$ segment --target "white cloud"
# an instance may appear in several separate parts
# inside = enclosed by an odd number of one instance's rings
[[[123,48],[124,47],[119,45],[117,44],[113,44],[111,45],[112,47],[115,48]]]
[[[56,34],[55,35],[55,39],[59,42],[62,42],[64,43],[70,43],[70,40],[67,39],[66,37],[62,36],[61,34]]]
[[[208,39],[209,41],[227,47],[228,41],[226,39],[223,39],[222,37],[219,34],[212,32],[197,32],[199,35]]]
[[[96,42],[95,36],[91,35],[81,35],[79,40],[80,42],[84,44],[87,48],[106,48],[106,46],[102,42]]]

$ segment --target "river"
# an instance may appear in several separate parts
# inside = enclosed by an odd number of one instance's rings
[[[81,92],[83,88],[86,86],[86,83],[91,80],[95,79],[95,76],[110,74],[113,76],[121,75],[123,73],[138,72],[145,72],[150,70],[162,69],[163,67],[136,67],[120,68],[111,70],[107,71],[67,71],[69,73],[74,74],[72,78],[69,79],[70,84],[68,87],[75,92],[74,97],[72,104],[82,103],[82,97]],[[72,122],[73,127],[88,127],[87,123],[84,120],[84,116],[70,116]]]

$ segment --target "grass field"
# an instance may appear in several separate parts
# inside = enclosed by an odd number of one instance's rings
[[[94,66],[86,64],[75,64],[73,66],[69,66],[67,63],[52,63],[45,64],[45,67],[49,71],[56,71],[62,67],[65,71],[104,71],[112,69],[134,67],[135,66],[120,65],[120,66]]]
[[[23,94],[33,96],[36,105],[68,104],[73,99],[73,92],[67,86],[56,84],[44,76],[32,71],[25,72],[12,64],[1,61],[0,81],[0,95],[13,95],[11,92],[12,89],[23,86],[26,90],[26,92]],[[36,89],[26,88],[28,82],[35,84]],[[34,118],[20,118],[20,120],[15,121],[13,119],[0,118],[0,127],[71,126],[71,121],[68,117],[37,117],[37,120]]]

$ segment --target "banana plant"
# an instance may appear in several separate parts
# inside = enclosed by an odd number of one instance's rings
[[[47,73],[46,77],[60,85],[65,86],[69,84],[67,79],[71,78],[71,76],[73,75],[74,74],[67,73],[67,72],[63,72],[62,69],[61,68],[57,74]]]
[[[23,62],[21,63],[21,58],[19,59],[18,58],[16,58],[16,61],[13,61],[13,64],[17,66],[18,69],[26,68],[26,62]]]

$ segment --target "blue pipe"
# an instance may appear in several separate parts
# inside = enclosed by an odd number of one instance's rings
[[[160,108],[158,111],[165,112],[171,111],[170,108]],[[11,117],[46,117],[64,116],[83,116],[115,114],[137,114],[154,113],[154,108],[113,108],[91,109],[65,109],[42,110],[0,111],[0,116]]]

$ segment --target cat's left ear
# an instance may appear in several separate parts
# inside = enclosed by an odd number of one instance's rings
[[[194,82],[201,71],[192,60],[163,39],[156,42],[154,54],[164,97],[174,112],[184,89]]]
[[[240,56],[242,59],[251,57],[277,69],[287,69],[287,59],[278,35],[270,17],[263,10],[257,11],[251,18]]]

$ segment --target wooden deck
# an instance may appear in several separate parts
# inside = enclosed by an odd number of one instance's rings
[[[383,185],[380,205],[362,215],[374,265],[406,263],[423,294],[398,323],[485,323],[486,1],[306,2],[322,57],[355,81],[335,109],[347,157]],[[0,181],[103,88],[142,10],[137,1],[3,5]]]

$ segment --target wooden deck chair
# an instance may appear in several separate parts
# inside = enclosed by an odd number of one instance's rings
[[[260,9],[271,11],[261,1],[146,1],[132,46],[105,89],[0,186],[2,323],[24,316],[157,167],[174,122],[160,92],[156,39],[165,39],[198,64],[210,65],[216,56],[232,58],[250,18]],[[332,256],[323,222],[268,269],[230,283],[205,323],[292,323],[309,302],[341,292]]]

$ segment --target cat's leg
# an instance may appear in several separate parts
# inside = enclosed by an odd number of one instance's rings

****

* **Stated task**
Write out each line of the listing above as a numbered list, leaving out the blank lines.

* **Result for this task**
1. $ segment --target "white cloud"
2. # an instance may appear in several separate parts
3. # inside = enclosed by an odd number of one instance's rings
4. [[[123,48],[124,47],[119,45],[117,44],[113,44],[111,45],[112,47],[115,48]]]
5. [[[56,34],[55,35],[55,39],[59,42],[62,42],[64,43],[70,43],[70,40],[67,39],[66,37],[62,36],[61,34]]]
6. [[[208,39],[209,41],[227,47],[228,41],[226,39],[223,39],[222,37],[219,34],[212,32],[197,32],[199,35]]]
7. [[[96,42],[95,36],[91,35],[81,35],[79,40],[80,42],[84,44],[87,48],[106,48],[106,46],[102,42]]]
8. $ segment --target "river"
9. # an instance may appear in several separate parts
10. # inside = enclosed by an odd number of one instance's rings
11. [[[81,92],[83,88],[86,86],[86,83],[91,80],[95,79],[95,76],[110,74],[113,76],[121,75],[123,73],[138,72],[145,72],[150,70],[162,69],[163,67],[136,67],[120,68],[111,70],[107,71],[67,71],[69,73],[74,74],[72,78],[69,79],[70,84],[68,87],[75,92],[74,97],[72,104],[82,103],[82,97]],[[72,122],[73,127],[88,127],[87,123],[84,120],[84,116],[70,116]]]
12. $ segment --target "grass field"
13. # an instance may appear in several separate parts
14. # inside = enclosed by an odd number of one instance's rings
15. [[[94,66],[86,64],[75,64],[73,66],[69,66],[67,63],[52,63],[45,64],[45,67],[49,71],[56,71],[62,67],[65,71],[104,71],[112,69],[134,67],[135,66],[120,65],[120,66]]]
16. [[[23,94],[33,96],[36,105],[68,104],[73,99],[73,92],[67,86],[56,84],[44,76],[32,71],[25,72],[12,64],[1,61],[0,81],[0,95],[13,95],[11,92],[12,89],[23,86],[26,90],[26,92]],[[36,89],[26,88],[28,82],[35,84]],[[34,118],[20,118],[20,120],[15,121],[13,119],[0,118],[0,127],[71,126],[71,121],[68,117],[37,117],[37,120]]]
17. $ segment --target "banana plant"
18. # an instance may appear in several separate parts
19. # inside = enclosed by an odd number of one instance's rings
20. [[[47,73],[46,77],[60,85],[65,86],[69,84],[67,79],[71,78],[71,76],[73,75],[74,74],[67,73],[67,72],[63,72],[62,69],[61,68],[57,74]]]
21. [[[23,62],[21,63],[21,58],[19,59],[18,58],[16,58],[16,61],[13,61],[13,64],[17,66],[18,69],[26,68],[26,62]]]
22. $ segment --target "blue pipe"
23. # an instance may appear in several separate parts
24. # inside = enclosed by an odd number of one instance's rings
25. [[[160,108],[158,111],[165,112],[171,111],[170,108]],[[11,117],[46,117],[64,116],[83,116],[115,114],[137,114],[154,113],[154,108],[113,108],[91,109],[65,109],[42,110],[0,111],[0,116]]]
26. $ segment --target cat's left ear
27. # an instance may appear in several separate parts
28. # inside = enclosed by an odd number of one instance's rings
29. [[[194,82],[201,71],[192,60],[163,39],[156,42],[154,54],[164,97],[174,112],[184,89]]]
30. [[[240,56],[242,59],[251,57],[277,69],[287,69],[287,59],[278,35],[270,17],[263,10],[257,11],[251,18]]]
31. $ segment --target wooden deck
32. # an instance may appear in several separate parts
33. # inside = enclosed by an odd number of one instance's rings
34. [[[383,185],[380,205],[362,215],[374,265],[406,263],[423,294],[398,323],[485,323],[486,1],[306,2],[322,57],[355,81],[335,109],[347,157]],[[0,181],[103,88],[142,10],[137,1],[3,5]]]
35. $ segment --target wooden deck chair
36. # an instance may appear in several separate parts
37. # inside = enclosed by an odd number of one instance's rings
38. [[[260,9],[271,11],[261,1],[146,1],[132,46],[105,89],[0,186],[2,323],[24,316],[157,167],[174,122],[160,92],[156,39],[165,39],[198,64],[210,65],[216,56],[232,58],[250,18]],[[332,256],[323,222],[268,269],[230,283],[205,323],[292,323],[309,302],[341,292]]]
39. $ segment --target cat's leg
40. # an instance may appear in several separate parts
41. # inside = enclosed by an odd number of one instance's rings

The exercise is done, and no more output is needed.